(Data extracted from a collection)

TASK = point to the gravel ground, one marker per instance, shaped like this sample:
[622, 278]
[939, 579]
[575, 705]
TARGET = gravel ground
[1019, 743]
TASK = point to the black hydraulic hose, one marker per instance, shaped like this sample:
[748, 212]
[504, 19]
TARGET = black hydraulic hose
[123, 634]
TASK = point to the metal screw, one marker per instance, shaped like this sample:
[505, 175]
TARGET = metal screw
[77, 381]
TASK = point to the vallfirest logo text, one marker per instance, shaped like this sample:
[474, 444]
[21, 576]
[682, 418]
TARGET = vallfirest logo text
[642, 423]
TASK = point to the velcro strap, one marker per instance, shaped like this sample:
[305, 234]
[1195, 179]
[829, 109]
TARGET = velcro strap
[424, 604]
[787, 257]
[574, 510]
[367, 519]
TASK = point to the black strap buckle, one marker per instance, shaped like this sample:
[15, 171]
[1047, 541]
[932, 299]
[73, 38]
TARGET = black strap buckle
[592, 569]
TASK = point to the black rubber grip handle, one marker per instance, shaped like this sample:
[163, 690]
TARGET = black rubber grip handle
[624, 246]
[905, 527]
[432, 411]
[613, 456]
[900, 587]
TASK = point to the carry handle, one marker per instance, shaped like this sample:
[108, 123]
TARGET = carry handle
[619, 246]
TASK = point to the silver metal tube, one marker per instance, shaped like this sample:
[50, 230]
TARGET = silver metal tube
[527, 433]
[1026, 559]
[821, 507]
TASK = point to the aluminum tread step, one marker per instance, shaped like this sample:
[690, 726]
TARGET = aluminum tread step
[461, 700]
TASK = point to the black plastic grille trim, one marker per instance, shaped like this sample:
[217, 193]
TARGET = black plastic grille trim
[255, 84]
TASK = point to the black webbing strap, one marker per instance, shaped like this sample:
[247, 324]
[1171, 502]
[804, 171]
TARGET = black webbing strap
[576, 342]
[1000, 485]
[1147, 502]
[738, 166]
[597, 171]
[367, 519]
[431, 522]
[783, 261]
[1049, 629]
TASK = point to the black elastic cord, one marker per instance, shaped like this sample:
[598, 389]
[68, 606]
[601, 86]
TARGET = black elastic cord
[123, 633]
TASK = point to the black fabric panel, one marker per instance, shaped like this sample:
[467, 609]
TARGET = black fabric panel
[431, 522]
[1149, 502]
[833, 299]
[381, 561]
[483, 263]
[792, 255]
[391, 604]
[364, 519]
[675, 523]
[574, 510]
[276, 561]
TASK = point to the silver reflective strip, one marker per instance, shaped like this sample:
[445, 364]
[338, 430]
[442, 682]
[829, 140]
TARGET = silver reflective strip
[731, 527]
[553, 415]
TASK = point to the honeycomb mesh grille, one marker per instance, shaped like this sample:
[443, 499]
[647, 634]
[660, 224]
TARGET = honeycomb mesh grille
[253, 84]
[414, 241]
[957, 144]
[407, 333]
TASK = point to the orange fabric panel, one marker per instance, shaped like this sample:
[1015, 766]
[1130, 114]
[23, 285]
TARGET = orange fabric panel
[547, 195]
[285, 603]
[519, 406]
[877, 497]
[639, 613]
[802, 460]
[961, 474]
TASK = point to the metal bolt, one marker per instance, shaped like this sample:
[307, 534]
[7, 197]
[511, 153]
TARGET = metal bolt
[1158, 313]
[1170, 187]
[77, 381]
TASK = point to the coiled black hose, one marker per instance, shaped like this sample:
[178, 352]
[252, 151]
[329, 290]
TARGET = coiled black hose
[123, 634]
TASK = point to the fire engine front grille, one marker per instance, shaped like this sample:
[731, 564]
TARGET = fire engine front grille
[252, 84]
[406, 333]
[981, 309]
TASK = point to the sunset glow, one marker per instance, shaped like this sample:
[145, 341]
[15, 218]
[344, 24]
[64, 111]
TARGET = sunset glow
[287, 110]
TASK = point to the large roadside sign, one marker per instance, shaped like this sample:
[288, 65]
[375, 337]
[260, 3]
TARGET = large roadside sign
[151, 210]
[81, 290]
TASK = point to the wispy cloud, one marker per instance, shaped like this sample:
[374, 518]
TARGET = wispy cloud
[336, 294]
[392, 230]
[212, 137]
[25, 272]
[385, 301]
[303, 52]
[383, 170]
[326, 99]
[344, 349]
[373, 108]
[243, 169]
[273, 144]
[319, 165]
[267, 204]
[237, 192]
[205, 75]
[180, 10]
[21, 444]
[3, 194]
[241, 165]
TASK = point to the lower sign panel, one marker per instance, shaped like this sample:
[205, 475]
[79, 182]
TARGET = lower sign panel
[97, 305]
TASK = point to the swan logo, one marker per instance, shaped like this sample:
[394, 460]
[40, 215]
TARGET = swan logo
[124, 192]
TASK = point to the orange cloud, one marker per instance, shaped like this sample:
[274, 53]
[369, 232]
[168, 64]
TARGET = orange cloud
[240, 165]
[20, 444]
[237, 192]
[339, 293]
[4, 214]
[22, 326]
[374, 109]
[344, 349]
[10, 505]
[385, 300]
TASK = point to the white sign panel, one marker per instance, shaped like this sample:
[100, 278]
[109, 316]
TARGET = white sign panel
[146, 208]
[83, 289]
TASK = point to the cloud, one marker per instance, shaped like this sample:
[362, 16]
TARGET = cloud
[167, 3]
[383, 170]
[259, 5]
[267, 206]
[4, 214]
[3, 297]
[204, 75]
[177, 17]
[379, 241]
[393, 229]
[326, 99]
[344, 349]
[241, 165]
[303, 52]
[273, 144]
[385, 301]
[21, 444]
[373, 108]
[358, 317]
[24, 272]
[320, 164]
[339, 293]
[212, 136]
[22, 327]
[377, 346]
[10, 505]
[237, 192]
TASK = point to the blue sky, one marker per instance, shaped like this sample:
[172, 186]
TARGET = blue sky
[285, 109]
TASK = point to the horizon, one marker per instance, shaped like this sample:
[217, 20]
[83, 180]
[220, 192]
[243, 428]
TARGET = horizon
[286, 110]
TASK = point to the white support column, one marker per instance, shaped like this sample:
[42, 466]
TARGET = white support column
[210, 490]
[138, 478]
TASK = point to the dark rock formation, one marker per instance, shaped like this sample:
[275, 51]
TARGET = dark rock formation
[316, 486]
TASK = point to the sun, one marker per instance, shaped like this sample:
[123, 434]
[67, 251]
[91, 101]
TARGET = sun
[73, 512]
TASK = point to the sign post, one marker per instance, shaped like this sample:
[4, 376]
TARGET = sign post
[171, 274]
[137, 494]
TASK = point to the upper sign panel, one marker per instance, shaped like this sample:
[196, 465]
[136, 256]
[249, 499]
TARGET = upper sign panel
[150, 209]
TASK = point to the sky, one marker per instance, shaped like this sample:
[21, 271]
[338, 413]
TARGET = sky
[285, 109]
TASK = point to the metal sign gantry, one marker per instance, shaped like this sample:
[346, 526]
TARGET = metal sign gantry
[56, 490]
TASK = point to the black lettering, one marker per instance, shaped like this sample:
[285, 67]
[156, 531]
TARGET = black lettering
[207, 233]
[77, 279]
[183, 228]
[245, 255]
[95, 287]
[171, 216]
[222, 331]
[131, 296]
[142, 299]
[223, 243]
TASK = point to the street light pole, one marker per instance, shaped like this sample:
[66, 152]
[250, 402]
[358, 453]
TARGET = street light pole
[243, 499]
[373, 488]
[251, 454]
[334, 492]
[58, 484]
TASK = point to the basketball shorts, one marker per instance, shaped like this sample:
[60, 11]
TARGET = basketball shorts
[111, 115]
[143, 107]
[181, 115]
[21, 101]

...

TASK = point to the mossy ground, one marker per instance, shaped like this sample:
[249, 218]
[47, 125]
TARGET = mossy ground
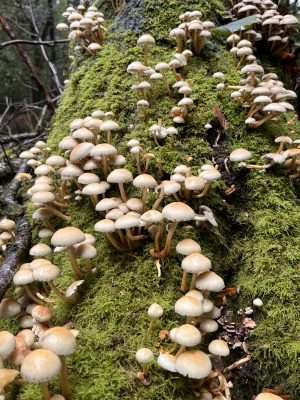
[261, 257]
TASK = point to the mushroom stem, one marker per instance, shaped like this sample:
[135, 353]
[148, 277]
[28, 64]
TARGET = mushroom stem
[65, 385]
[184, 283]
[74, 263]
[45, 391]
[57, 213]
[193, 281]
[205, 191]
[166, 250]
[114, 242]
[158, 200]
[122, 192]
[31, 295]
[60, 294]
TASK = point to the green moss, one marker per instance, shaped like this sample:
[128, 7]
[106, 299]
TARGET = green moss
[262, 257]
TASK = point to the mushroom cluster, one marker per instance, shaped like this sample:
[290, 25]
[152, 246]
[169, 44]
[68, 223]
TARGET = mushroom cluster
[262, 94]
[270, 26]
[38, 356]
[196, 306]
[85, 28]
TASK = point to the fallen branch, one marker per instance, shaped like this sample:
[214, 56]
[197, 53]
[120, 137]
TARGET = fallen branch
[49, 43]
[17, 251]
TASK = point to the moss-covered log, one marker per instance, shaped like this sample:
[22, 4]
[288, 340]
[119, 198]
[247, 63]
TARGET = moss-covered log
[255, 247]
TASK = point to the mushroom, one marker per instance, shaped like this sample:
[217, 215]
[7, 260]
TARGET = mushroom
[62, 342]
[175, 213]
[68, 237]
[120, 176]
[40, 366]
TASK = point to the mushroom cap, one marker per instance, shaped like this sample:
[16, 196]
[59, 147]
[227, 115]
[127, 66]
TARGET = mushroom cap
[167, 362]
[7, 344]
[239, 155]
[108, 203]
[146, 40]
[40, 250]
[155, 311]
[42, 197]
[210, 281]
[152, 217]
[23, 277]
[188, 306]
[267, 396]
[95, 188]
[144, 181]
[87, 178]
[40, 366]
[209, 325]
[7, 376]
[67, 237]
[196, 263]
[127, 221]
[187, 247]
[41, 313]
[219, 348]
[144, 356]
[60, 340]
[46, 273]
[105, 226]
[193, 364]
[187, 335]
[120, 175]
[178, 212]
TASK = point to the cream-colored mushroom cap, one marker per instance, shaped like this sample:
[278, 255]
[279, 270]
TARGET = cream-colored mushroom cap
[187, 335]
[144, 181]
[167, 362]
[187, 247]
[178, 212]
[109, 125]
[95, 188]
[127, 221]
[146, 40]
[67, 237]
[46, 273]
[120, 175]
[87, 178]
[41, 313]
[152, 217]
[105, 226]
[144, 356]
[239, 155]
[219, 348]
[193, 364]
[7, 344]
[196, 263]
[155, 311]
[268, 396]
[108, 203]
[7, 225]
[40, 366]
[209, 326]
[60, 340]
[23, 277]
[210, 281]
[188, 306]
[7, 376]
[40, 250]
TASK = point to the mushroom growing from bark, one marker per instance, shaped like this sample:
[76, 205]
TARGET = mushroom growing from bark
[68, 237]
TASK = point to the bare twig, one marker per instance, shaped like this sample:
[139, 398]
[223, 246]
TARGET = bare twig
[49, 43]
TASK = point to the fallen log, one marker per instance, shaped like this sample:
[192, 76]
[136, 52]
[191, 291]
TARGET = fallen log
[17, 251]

■ TASK DESCRIPTION ■
There is a line with "TARGET = silver reflective strip" and a line with "TASK = point to the sunset" above. Copy exactly those two lines and all lines between them, with nothing else.

■ WRITTEN RESPONSE ■
TARGET = silver reflective strip
[731, 527]
[553, 415]
TASK = point to the honeycomb mesh grille, one marker per instance, shaped like this sample:
[443, 499]
[647, 634]
[660, 224]
TARGET = honeycomb mesh grille
[253, 84]
[414, 241]
[957, 144]
[407, 333]
TASK = point to the orange fabric panel, one marker per instance, shaped like this sample:
[1015, 766]
[1130, 114]
[23, 285]
TARGET = orange fabric panel
[547, 195]
[285, 603]
[519, 406]
[877, 497]
[639, 613]
[802, 460]
[961, 474]
TASK = point to the metal bolt, one marker per instance, shaped like this sample:
[307, 534]
[7, 197]
[511, 153]
TARGET = metal bolt
[1158, 313]
[1170, 187]
[77, 381]
TASK = point to the coiled black hose, one marker per instance, shaped like this sample:
[178, 352]
[252, 151]
[329, 290]
TARGET = coiled black hose
[123, 634]
TASK = point to the fire engine front grille, one marker per instance, shaped like this sample:
[731, 564]
TARGET = fire engine front grille
[252, 84]
[406, 333]
[981, 309]
TASK = point to the sunset glow, one marker per instance, shaped like this sample:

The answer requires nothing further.